• Extrait choisi:
De façon subsidiaire, le prévenu a droit à un procès juste et équitable et pour arriver à cela, il faudrait lui permettre de se défendre des accusations portées contre lui.
Pour ce faire, il a certes besoin de l’assistance de ses conseils, mais surtout d’être en possession de tous ses moyens physiques pour répondre aux rigueurs et exigences d’un procès pénal.
C’est dire que ce fut une énormité quand on avait entendu, sortie de la bouche de plaideurs au cours des premières audiences de ce procès, l’affirmation selon laquelle l’ancien Président égyptien, Hosni Mloubarak, avait comparu devant la justice, couché sur une civière et que pour cette raison, Bibo Bourgi pourrait être amené manu militari à comparaître à son procès.
L’état des droits humains au Sénégal et l’idée d’une bonne distribution de la justice interdiraient une pareille façon de faire. Le prévenu ne pourrait assister à son procès que vivant et bien portant. C’est ce qui rend absurde et stupide la première position des avocats de Karim Wade au sujet de la présence ou non de Bibo Bourgi.
On peut augurer que la démarche procédait d’un simple bluff mais il apparaît scandaleux que les avocats d’un coprévenu se permettent de demander à la justice de faire fi de l’état de santé décrit comme périlleux d’un prévenu et de le faire passer en jugement quoi qu’il pourra lui arriver.

• Activités:
A - D'après l'extrait sur le procès de Bibo Bourgi, pourquoi le prévenu doit-il être en possession de tous ses moyens physiques ? Répondez en une à trois phrases.
B - Dans l'extrait sur le procès de Bibo Bourgi, de quels avocats la première position est-elle qualifiée d'absurde et de stupide ?
C - Poursuivez l'extrait sur le procès de Bibo Bourgi à partir de sa dernière phrase.
Les lignes de données n'interviennent pas dans ce travail.

(Lignes du jeu de données enregistrées)
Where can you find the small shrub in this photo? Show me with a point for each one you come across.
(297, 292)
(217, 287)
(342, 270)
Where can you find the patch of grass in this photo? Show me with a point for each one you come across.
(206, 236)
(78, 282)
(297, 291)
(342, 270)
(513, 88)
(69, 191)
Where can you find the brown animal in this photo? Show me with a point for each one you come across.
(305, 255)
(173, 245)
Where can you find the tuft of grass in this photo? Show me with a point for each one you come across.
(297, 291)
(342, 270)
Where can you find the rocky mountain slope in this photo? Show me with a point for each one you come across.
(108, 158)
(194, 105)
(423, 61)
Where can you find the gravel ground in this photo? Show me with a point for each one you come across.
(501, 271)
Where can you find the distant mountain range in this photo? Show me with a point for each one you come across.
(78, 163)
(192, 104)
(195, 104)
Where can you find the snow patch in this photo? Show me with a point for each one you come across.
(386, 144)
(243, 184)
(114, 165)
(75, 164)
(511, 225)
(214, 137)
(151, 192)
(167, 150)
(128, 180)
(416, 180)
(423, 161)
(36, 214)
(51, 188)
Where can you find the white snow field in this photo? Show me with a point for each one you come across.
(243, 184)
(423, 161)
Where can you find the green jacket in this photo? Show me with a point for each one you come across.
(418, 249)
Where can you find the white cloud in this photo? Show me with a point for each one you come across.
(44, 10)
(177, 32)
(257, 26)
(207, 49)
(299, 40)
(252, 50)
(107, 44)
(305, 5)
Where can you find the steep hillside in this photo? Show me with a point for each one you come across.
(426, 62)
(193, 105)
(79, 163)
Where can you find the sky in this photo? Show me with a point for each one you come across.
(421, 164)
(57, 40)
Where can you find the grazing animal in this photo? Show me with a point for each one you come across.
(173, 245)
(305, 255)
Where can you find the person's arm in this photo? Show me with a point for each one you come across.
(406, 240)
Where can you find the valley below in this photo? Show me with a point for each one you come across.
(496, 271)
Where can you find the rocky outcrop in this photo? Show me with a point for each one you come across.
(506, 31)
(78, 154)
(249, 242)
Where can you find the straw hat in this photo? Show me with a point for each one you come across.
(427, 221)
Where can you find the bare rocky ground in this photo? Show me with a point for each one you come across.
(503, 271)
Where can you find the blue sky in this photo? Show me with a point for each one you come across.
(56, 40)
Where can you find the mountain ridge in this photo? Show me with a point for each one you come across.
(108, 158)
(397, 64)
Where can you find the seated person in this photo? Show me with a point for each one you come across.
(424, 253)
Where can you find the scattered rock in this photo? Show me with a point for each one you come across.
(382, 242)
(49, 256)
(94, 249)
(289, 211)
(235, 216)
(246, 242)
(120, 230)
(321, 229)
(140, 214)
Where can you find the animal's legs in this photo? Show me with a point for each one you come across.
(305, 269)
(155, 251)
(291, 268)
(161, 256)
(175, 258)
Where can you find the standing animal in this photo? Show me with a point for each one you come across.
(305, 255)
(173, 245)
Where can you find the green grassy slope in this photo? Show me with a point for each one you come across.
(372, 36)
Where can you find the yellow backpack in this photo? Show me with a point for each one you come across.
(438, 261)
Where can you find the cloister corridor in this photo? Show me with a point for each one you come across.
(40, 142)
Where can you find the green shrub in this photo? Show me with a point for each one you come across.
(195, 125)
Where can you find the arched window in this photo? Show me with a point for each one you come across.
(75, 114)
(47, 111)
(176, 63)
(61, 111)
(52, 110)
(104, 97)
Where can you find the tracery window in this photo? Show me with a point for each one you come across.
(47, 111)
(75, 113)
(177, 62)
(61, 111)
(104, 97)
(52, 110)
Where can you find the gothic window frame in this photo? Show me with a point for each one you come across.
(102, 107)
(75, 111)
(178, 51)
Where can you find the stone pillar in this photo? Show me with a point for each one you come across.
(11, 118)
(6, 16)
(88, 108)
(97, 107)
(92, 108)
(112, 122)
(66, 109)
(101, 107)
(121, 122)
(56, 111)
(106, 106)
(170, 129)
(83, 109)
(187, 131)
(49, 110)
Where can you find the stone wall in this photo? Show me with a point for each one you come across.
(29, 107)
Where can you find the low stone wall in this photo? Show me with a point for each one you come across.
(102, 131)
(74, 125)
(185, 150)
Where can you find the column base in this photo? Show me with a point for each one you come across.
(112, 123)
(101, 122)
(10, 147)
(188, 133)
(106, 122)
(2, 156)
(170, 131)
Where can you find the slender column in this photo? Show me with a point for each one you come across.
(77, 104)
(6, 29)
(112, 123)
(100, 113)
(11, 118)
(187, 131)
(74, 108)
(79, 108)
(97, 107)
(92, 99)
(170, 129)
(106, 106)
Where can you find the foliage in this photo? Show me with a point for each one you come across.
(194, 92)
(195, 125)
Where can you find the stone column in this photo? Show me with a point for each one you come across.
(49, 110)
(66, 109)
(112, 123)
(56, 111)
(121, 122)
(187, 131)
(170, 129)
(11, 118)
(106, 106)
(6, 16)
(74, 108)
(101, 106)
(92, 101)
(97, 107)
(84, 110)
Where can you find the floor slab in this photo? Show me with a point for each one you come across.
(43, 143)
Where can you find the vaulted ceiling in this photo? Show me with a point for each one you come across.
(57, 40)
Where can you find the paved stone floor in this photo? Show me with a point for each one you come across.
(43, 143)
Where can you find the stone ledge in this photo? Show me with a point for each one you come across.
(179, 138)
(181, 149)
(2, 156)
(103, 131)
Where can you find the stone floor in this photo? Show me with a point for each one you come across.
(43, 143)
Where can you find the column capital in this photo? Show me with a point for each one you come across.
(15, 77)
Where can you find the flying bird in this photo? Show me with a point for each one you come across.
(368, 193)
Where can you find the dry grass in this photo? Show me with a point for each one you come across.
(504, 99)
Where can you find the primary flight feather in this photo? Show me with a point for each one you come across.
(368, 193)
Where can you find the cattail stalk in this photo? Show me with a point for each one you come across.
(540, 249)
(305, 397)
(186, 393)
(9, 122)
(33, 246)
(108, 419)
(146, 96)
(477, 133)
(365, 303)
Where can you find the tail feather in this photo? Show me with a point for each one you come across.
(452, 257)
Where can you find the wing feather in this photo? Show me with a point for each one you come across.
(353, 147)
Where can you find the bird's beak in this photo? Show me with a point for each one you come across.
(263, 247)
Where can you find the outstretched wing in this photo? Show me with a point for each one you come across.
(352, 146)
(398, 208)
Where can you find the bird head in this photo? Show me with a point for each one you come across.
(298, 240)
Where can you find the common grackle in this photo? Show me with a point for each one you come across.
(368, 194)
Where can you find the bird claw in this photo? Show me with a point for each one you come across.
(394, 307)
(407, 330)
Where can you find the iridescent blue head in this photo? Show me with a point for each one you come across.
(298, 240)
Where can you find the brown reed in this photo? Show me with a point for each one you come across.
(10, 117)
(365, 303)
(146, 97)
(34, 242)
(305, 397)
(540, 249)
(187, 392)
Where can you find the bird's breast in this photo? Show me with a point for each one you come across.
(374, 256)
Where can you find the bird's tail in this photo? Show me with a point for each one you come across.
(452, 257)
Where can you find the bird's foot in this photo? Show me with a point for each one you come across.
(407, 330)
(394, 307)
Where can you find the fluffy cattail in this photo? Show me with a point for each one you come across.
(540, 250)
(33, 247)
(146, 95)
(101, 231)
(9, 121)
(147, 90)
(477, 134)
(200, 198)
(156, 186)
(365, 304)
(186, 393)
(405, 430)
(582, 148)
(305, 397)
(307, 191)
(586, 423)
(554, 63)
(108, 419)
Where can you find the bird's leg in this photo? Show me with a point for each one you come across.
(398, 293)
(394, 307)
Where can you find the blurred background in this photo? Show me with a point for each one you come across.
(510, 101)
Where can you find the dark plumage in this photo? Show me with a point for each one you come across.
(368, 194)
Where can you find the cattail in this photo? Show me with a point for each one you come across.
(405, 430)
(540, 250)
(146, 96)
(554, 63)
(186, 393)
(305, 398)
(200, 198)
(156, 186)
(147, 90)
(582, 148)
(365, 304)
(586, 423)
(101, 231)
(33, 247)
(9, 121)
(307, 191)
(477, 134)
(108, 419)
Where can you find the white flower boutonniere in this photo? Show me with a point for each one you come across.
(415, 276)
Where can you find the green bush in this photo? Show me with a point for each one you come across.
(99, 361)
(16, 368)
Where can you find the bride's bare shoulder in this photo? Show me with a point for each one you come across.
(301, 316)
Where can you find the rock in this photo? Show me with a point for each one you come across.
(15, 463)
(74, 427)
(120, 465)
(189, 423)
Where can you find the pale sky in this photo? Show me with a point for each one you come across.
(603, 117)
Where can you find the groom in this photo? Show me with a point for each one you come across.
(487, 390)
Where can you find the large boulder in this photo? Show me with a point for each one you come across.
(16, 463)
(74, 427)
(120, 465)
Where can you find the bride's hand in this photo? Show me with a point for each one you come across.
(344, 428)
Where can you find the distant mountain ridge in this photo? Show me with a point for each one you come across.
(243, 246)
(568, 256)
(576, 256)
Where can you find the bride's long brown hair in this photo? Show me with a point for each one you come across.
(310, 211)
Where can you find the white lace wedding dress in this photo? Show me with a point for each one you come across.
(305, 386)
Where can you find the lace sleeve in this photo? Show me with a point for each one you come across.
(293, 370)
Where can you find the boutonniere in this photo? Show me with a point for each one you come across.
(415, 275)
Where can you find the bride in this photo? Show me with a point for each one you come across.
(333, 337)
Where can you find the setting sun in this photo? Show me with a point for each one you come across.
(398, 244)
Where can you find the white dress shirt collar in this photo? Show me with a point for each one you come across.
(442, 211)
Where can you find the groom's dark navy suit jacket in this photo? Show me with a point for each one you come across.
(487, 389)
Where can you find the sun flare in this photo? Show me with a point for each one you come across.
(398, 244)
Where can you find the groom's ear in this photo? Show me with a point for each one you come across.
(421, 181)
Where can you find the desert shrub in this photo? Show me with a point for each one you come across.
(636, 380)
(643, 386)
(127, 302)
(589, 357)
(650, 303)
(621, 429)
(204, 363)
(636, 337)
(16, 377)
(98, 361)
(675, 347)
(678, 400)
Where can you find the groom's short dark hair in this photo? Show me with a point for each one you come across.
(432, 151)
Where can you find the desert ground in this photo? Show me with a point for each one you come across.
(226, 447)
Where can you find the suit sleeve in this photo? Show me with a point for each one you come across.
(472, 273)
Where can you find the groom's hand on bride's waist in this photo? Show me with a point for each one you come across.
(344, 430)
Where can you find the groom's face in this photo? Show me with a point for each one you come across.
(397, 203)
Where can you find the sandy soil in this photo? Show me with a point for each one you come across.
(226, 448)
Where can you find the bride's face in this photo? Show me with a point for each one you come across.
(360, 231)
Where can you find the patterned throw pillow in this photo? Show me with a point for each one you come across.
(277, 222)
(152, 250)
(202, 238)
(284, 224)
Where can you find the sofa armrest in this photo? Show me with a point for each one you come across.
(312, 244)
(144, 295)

• Corrigé:
A - Le prévenu doit être en possession de tous ses moyens physiques pour répondre aux rigueurs et exigences d'un procès pénal. Il pourra ainsi se défendre des accusations portées contre lui et bénéficier d'un procès juste et équitable.

B - Celle des avocats de Karim Wade.

C -
Il est tout aussi sidérant de voir Karim Wade rester de marbre face à cette hérésie de ses propres avocats. Ne serait-ce que pour les relations d’amitié qui l’ont uni avec Bibo Bourgi, il ne devait pas laisser faire une chose qui mettrait en péril la vie de Bibo Bourgi. La lucidité a fini de gagner les avocats de Karim Wade qui se sont rétractés de cette position, mais le mal est déjà fait.
La Crei a traîné les pieds jusqu’à présent pour accéder à la demande de Bibo Bourgi, en ayant certainement à l’esprit la nécessité de sauver le procès. Mais de toute façon, elle n’a plus le choix. La cour sera bien obligée de laisser Bibo Bourgi aller se faire soigner à l’étranger. La poursuite du procès en son absence sera sujette à caution.
Seulement, il n’y aurait pas de péril en la demeure car la procédure judiciaire organise la possibilité de renvoyer à une date pertinente la poursuite d’un procès, le temps que toutes les parties s’organisent, se préparent et mettent toutes leurs chances de leur côté. Il serait logique qu’en décidant d’autoriser l’évacuation sanitaire en France, de Bibo Bourgi, que la Crei renvoie dans la foulée la date des audiences à une date plus ou moins lointaine, le temps de lui permettre de se soigner et de revenir.
Pendant ce temps, que ferait-on de Karim Wade et de Pape Mamadou Pouye, les deux prévenus qui gardent encore prison dans cette affaire ? L’équité aurait voulu qu’ils soient mis en liberté provisoire, quitte à ce qu’ils soient placés sous contrôle judiciaire jusqu’à la reprise du procès. Cela ne préjugerait en rien de l’issue du procès.
Toutefois, on assisterait à une certaine impasse au cas où Bibo Bourgi ne retournerait pas au Sénégal quand son état de santé le lui permettrait. La situation de fugitif du frère de Bibo Bourgi, Karim Bourgi, co-prévenu dans la même affaire, pousserait de nombreuses personnes à être sceptiques quant à un éventuel retour au Sénégal de Bibo Bourgi.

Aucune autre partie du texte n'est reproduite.